Extract ->
^^^^^^^^^^^^^^^^

Dental Care

Oral Herpes and Cold Sores

 

Ever heard of oral herpes? Experts estimate that antibodies to the herpes simplex virus (HSV1) are present in the blood of up to eight in ten members of the general population. 

The human immune system only creates HSV1 antibodies as part of its response to the actual presence of this specific virus within the body. 

The presence of HSV1 antibodies in someone's blood is absolute proof of a previous exposure to the herpes simplex virus.

Why is this fact about the production of HSV1 antibodies significant? Well, it means that about eighty percent of the general population has at some point in life been exposed to the herpes simplex virus.

Oral Herpes and Cold Sores

Full-blown herpes simplex infections cause the appearance of an array of symptoms, but other HSV1 infections are sub-clinical.  The latter type of infection is completely asymptomatic (causing no symptoms at all), and a person with a sub-clinical infection will probably not even be aware of the condition.

^^^^^^^^^^^^^^^^

Saved entries
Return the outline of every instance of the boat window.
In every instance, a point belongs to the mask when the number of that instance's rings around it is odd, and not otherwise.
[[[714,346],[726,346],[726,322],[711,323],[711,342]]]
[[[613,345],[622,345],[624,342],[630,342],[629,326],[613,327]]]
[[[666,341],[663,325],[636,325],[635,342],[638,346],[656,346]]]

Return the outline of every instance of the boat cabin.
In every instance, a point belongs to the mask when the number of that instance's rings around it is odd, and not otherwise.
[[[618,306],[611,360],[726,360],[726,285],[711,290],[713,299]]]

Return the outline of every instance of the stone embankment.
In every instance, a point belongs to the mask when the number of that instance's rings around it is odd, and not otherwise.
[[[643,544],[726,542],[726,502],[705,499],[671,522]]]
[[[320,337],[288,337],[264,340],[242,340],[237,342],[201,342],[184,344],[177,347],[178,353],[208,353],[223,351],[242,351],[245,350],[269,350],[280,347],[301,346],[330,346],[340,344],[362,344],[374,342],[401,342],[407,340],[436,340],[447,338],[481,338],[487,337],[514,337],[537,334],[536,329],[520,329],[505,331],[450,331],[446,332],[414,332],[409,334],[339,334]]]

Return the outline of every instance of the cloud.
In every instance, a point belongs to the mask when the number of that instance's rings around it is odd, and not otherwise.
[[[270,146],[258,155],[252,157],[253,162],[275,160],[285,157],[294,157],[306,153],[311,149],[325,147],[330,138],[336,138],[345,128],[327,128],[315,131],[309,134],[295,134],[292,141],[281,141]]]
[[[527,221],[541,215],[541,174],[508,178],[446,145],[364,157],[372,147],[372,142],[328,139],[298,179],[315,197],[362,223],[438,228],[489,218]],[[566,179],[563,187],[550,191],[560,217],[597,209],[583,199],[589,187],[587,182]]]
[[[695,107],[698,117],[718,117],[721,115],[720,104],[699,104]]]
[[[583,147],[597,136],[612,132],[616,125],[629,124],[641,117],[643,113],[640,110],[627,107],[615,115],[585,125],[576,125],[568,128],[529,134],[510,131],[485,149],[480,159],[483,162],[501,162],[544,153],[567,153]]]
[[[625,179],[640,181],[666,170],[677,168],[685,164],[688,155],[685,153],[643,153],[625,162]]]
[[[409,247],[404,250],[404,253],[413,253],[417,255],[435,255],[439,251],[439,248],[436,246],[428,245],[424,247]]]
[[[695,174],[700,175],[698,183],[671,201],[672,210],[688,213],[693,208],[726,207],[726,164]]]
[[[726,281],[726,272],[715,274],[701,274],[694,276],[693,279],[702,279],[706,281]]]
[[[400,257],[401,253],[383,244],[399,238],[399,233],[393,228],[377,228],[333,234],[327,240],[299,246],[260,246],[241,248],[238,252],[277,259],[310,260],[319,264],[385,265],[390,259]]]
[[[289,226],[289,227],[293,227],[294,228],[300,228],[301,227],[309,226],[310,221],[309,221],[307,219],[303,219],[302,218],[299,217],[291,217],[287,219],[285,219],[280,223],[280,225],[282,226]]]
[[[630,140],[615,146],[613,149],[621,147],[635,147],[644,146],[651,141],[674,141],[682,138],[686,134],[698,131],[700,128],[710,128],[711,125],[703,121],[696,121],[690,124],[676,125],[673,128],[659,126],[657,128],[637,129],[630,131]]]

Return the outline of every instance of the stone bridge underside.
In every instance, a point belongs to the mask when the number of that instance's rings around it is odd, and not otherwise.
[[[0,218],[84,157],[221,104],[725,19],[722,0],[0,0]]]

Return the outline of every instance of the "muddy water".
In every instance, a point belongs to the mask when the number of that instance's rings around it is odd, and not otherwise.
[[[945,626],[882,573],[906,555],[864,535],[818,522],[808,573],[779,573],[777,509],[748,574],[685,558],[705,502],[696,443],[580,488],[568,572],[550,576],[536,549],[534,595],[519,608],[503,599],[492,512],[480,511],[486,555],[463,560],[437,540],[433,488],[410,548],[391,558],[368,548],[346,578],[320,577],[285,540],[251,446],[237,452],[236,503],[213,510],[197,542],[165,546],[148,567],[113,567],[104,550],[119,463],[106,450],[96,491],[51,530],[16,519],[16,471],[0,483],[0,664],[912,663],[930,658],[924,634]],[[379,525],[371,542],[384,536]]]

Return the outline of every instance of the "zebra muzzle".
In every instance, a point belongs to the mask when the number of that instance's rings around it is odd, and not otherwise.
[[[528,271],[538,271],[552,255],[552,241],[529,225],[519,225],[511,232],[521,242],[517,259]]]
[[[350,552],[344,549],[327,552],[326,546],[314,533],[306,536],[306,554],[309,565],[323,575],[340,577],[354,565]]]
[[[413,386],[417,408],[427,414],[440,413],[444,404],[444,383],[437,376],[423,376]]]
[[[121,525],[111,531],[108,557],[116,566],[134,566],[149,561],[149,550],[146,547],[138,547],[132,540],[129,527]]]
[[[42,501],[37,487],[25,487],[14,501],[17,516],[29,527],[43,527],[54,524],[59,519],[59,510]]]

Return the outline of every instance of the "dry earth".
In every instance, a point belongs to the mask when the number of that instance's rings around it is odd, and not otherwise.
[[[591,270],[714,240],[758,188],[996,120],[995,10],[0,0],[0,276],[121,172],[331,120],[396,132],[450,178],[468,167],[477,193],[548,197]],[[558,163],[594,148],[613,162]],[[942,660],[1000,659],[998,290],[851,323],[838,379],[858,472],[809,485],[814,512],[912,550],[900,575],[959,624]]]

^^^^^^^^^^^^^^^^

Instructions ->
A. Answer these questions from the article on oral herpes:
(i) Up to how many members of the general population do experts estimate have HSV1 antibodies in their blood?
(ii) What causes the human immune system to create HSV1 antibodies?
(iii) What term does the article use for an HSV1 infection that causes no symptoms at all?
B. Write the next part of the article on oral herpes, picking up after its last sentence.

Answers by task ->
A.
(i) Up to eight in ten.
(ii) The actual presence of the herpes simplex virus within the body.
(iii) Sub-clinical.

B.
However, once HSV1 enters the body some of the virus particles will reside there forever, whether or not the person experiences any symptoms during the initial infection.

Approximately one-third of all people who have been infected by herpes simplex (or slightly more than twenty-five percent of the general population) experience a periodic "reactivation" of the HSV1 virus particles lying dormant within their bodies. 

When the virus becomes active, it causes intermittent but recurring episodes of cold sores (sometimes called fever blisters).  The "breaks" in between these episodes are the result of the HSV1 virus particles returning to dormancy after their brief period of activity. 

Fortunately, however, not everyone who has been infected by herpes simplex will continue to suffer due to the presence of the dormant HSV1 particles in their bodies. 

The virus remains dormant and never reactivates in about two-thirds of those previously infected (a little over half of the general population), and those lucky people will not endure any recurring cold sore lesions.

The oral herpes particles within the bodies of those fortunate people remain dormant indefinitely, living within nerve tissues.  The same nerve tissues also house the virus particles in between the recurring episodes of the cold sore breakouts that are suffered by people who are not as lucky. 

Typically, these dormant oral herpes particles are found within the trigeminal nerve ganglion, an important bundle of nerves which is located on the side of the head near the temporomandibular joint (the TMJ).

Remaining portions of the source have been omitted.